_SET EXERCISE:_ Please quote the material exactly, every line of it.

══════════

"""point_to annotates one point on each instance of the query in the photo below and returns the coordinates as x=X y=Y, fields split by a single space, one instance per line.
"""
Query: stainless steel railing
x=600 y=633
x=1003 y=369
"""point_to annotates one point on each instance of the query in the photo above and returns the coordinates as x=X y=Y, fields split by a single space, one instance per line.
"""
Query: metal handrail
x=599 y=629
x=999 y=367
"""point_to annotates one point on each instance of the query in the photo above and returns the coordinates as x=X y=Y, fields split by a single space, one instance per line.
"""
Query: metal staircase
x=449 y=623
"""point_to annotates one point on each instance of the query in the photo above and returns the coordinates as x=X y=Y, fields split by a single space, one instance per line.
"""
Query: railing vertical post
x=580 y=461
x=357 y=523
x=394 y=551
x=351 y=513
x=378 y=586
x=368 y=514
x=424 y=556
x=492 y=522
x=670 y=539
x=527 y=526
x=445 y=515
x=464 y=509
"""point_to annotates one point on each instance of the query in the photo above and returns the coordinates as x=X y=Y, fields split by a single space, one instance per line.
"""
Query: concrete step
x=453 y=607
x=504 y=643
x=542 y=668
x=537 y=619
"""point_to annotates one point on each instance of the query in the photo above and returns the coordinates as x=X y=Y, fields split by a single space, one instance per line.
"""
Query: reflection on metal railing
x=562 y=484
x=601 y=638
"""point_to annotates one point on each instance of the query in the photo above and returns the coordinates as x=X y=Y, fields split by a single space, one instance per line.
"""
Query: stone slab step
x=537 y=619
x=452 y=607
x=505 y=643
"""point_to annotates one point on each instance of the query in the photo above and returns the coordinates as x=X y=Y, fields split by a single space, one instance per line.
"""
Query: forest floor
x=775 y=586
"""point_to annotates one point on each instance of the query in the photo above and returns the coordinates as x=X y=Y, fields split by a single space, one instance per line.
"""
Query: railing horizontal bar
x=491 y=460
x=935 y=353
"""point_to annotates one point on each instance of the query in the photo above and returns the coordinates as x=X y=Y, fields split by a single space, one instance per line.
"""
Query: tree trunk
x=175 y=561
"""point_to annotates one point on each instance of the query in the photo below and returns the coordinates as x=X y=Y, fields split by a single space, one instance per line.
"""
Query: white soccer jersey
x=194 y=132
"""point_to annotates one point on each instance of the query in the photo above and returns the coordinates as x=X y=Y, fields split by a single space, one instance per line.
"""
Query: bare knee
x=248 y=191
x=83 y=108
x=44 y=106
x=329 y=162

══════════

_EXERCISE OUTPUT:_
"""point_to annotates one point on each instance of the query in the photo below and returns the coordinates as x=X y=Y, fields split by a single space, one instance per line.
"""
Query: stainless steel railing
x=600 y=633
x=1003 y=369
"""point_to annotates one point on each instance of the query in the photo above and returns the coordinates as x=X y=Y, fields split by a single space, one instance per line.
"""
Query: metal handrail
x=599 y=629
x=999 y=367
"""point_to annotates one point on each instance of the query in the photo above and returns the coordinates as x=X y=Y, fields split by a single space, one instance per line.
"""
Query: metal staircase
x=449 y=623
"""point_to annotates one point on each instance of the query in the photo above and returns the coordinates as x=X y=Y, fields split by a single space, one instance per line.
"""
Query: railing vertical post
x=580 y=461
x=357 y=523
x=394 y=551
x=351 y=513
x=378 y=586
x=368 y=514
x=424 y=556
x=492 y=522
x=670 y=539
x=527 y=526
x=445 y=515
x=464 y=509
"""point_to annotates one point on each instance of the query in the photo above and returns the coordinates as x=X y=Y, fields split by a single space, one instance per line.
"""
Query: concrete step
x=453 y=607
x=504 y=643
x=542 y=668
x=537 y=619
"""point_to annotates one point on each instance of the query in the photo above and returns the coordinates as x=X y=Y, fields split by a single space, one instance per line.
"""
Query: reflection on metal railing
x=562 y=484
x=601 y=638
"""point_to annotates one point on each instance of the query in the photo above and returns the coordinates as x=X y=Y, fields split by a single space, one instance per line.
"""
Query: stone slab step
x=537 y=619
x=452 y=607
x=505 y=643
"""point_to annotates one point on each instance of the query in the photo above and returns the coordinates as x=X y=Y, fields split by a single space, one instance per line.
"""
Query: forest floor
x=775 y=586
"""point_to annotates one point on each instance of the query in the photo above and returns the coordinates as x=X y=Y, fields split by a single space, one instance per line.
"""
Query: railing horizontal bar
x=491 y=460
x=935 y=353
"""point_to annotates one point on each instance of the query in the photo above and returns the coordinates as x=X y=Y, fields split by a single space, one instance per line.
"""
Query: tree trunk
x=175 y=561
"""point_to annotates one point on each instance of the query in the photo below and returns the coordinates as x=X y=Y, fields split by a single space, one instance per line.
"""
Query: white soccer jersey
x=194 y=132
"""point_to annotates one point on each instance of the query in the photo above and returns the coordinates as x=X y=Y, fields split by a single space, one instance per line.
"""
Query: bare knee
x=248 y=191
x=83 y=108
x=44 y=106
x=329 y=162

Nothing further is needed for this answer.